> RECORD SET
****
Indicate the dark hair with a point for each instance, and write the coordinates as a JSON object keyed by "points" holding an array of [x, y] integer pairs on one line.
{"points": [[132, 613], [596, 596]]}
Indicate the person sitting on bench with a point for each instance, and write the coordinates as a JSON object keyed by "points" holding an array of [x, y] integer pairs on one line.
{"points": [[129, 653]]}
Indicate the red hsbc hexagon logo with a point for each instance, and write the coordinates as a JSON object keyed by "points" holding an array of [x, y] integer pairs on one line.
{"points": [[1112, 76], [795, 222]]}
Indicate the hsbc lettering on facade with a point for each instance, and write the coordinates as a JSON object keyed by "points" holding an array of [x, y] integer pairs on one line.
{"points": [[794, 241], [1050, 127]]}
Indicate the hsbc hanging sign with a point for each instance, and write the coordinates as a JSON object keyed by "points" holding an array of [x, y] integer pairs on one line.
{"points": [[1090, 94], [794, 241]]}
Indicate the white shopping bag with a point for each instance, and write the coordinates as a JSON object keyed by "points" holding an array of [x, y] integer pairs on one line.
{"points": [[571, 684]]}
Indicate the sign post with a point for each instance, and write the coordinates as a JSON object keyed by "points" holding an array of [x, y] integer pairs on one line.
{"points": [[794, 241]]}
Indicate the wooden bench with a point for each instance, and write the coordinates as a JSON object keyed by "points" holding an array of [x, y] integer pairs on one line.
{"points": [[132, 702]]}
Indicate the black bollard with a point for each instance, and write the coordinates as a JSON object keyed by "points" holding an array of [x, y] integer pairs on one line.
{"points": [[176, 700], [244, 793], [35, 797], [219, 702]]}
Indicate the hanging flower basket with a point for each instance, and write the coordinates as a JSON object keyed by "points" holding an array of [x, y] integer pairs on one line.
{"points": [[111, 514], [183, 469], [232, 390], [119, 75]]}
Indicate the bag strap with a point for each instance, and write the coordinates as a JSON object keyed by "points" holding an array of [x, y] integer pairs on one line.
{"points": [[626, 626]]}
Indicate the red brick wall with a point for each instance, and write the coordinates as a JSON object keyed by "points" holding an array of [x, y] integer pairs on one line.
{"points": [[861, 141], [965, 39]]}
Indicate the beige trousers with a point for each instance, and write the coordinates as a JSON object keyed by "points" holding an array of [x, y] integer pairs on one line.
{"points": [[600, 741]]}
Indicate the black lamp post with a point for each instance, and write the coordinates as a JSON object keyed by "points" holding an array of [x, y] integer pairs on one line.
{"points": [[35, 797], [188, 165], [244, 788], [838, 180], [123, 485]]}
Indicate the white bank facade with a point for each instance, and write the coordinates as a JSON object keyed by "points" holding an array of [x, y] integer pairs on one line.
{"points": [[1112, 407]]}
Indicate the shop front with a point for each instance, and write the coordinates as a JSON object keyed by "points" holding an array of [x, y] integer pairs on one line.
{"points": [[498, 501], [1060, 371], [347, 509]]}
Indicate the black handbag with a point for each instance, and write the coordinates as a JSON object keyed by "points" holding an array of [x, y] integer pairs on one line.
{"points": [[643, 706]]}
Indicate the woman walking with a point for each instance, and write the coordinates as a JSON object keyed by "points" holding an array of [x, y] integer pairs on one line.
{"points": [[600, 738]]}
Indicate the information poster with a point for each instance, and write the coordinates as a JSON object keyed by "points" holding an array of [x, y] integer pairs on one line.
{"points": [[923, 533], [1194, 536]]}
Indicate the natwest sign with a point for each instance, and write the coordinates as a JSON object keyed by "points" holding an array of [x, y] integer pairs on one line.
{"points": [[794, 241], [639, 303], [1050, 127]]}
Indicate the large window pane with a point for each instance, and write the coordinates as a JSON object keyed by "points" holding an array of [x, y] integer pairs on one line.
****
> WORK INSTRUCTIONS
Above are some records; repeat all of them exactly.

> EXERCISE OUTPUT
Indicate the dark hair with a point for each instance, and write the coordinates as a JSON object keyed by "points" holding an array of [x, y] integer pairs on one line.
{"points": [[132, 613], [596, 596]]}
Indicate the person sitting on bench with a point for each instance, and write the coordinates as a JSON object keyed by "points" holding an array of [x, y] integer pairs on one line.
{"points": [[129, 653]]}
Indicate the red hsbc hexagon logo with a point for each instance, and write the coordinates as a JSON object keyed by "points" holding an array of [x, y] integer pairs on one line.
{"points": [[1112, 76], [795, 222]]}
Indicate the hsbc lettering on facade with a point for each instance, and write the coordinates as a JSON object keyed by "points" holding an array of [x, y] integer pairs on one line.
{"points": [[794, 241], [1050, 127]]}
Indicate the hsbc hanging sign with a point for each instance, and write the coordinates as a JSON object keyed by "points" holding an array of [x, y] integer pairs on one line.
{"points": [[1090, 94], [794, 241]]}
Indicate the white shopping bag with a point for each instance, and write the coordinates as a JSON object keyed by "points" holding an array of [x, y] integer pairs on one line.
{"points": [[571, 684]]}
Indicate the sign post with a point for each instance, and write the coordinates as a JSON object keyed by "points" holding an array of [x, y] integer pairs on one line.
{"points": [[794, 241]]}
Indicate the wooden bench with a point for each instance, and write the coordinates as a JSON object keyed by "points" holding an array of [x, y] integer pairs on one line.
{"points": [[132, 702]]}
Indicate the black bollard with a point for each instance, and write the coordinates as a JSON object keyed by "points" holding an array of [x, y] integer pairs on one line.
{"points": [[176, 700], [244, 793], [35, 797], [219, 702]]}
Indicate the hanging flower basket with a point for each instance, and write the coordinates as a JSON object keyed by "points" holding an array of [x, y] integer pairs on one line.
{"points": [[111, 514], [183, 469], [232, 390], [119, 75]]}
Indicate the bag strap with a point for each instance, and write the coordinates as a JSON object keyed by "points" holding an array of [x, y] integer pairs on one line.
{"points": [[626, 626]]}
Indicate the red brick wall with a point for each instance, and write the coordinates as a JSON object keyed by "points" holding an array of [x, y] integer pairs on one line.
{"points": [[861, 141], [965, 39]]}
Indicate the beige trousers with a point for each instance, and write the coordinates as a JSON object keyed by "points" holding an array of [x, y] integer pairs on one line.
{"points": [[600, 741]]}
Indicate the black lamp post with a point for each instance, and write the coordinates as a JSON object keyed by "points" holding an array of [x, y] integer pairs on one line.
{"points": [[35, 797], [188, 165], [244, 788], [838, 180], [123, 485]]}
Indicate the white bank facade with a point for each instance, and write the coordinates as a JSON object keyed by "points" holding an array of [x, y] integer pairs on one line.
{"points": [[1112, 407]]}
Indicate the shop front with a point for each instance, and write the coordinates as a JSON object keyed by "points" holding an array of [x, y] integer pairs on one line.
{"points": [[498, 501], [1060, 371], [347, 509]]}
Indicate the black handbag with a point for each instance, and write the coordinates as a JSON object keyed by "points" holding an array of [x, y] integer pairs on one line.
{"points": [[643, 706]]}
Indicate the woman walking with a point for each instance, and write the coordinates as a JSON object keyed by "points" holding an array of [x, y] integer pairs on one line.
{"points": [[600, 738]]}
Indicate the information poster with a point for each instance, and write the coordinates as a JSON object keyed by "points" holding an array of [x, y] integer pairs on one line.
{"points": [[923, 533], [1194, 536]]}
Indicate the natwest sign with a point for each instance, and write the coordinates as a JSON object keyed by "points" holding an array of [x, y] integer pairs on one line.
{"points": [[794, 241], [639, 303], [1050, 127]]}
Indicate the large window pane with a point for each instance, and write the coordinates as a JSON object keyed by "points" holding an array of [x, y] integer pairs on one line.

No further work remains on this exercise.